» **Dataset extract**
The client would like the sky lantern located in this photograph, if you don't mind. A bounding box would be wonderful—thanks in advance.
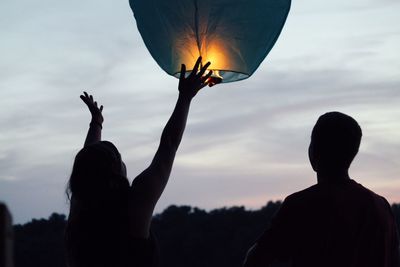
[129,0,291,83]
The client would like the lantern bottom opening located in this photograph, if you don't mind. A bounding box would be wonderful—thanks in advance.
[173,70,250,83]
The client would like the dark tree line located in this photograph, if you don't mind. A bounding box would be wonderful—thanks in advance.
[14,202,400,267]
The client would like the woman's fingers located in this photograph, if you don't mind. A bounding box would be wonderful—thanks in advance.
[191,57,201,75]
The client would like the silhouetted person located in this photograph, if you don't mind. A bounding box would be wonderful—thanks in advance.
[244,112,400,267]
[66,58,211,267]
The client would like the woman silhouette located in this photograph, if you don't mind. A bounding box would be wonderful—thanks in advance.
[65,58,211,267]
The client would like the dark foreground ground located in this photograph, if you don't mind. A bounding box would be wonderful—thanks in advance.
[14,202,400,267]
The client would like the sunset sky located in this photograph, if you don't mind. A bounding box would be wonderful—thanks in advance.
[0,0,400,223]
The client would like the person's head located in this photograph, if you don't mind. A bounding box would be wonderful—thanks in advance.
[309,112,362,174]
[68,141,129,205]
[65,141,129,266]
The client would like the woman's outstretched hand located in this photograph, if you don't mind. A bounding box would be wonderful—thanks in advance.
[80,92,104,126]
[178,57,212,99]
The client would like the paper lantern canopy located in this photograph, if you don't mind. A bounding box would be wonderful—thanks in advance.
[130,0,291,82]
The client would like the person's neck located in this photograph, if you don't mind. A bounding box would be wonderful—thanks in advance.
[317,170,350,183]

» **Set task**
Copy every record above word for word, leaving out the pictures.

» **Written answer**
The client would like the sky lantern located in this photograph, if you don't mind. A bounding box would be wonderful—thanks in advance.
[129,0,291,83]
The client would like the lantern bottom opening located in this photograph, if you don't mind. A bounding box would be wonderful—thanks in advance.
[173,70,250,83]
The client would like the dark tree line located in this photograph, if you don't mind. A bounding box would be wonderful—thanks in advance.
[14,202,400,267]
The client would like the woman's fingers located in this photograph, if you don't mind. A bounding box would be wonderful—thanks in advance.
[191,57,201,75]
The client would like the silhouetted person located in this photograph, if you don't mind. A bounding box would be wonderful—thanks in advance.
[244,112,400,267]
[66,58,211,267]
The client would like the woman silhouette located in this photograph, if you don't mind. A bounding box would be wonderful—thanks in advance.
[65,58,211,267]
The client would like the dark foreground ground located in this photograph, if you don't mind. A bounding box would be wonderful—thanks in advance.
[14,202,400,267]
The client would like the sunset sky located in this photograph, if you don't mind. A bounding box would be wonderful—thanks in advance.
[0,0,400,223]
The client would like the person's head located in this photograph, if you don't mind. A bounding box would be wonderful—thanks in advance.
[309,112,362,174]
[68,141,129,205]
[65,141,129,266]
The client would like the woman's outstretched hand located in this photograph, if you don't mind. A bounding box would be wonderful—thanks in advance.
[80,92,104,126]
[178,57,212,99]
The client would like the paper lantern canopy located in this photograph, if you don't mind. A bounding box would be wonderful—thanks in advance.
[130,0,291,82]
The client would like the person's neck located in this photograph, if you don't mind. A bounding box would be wonderful—thanks in advance.
[317,170,350,183]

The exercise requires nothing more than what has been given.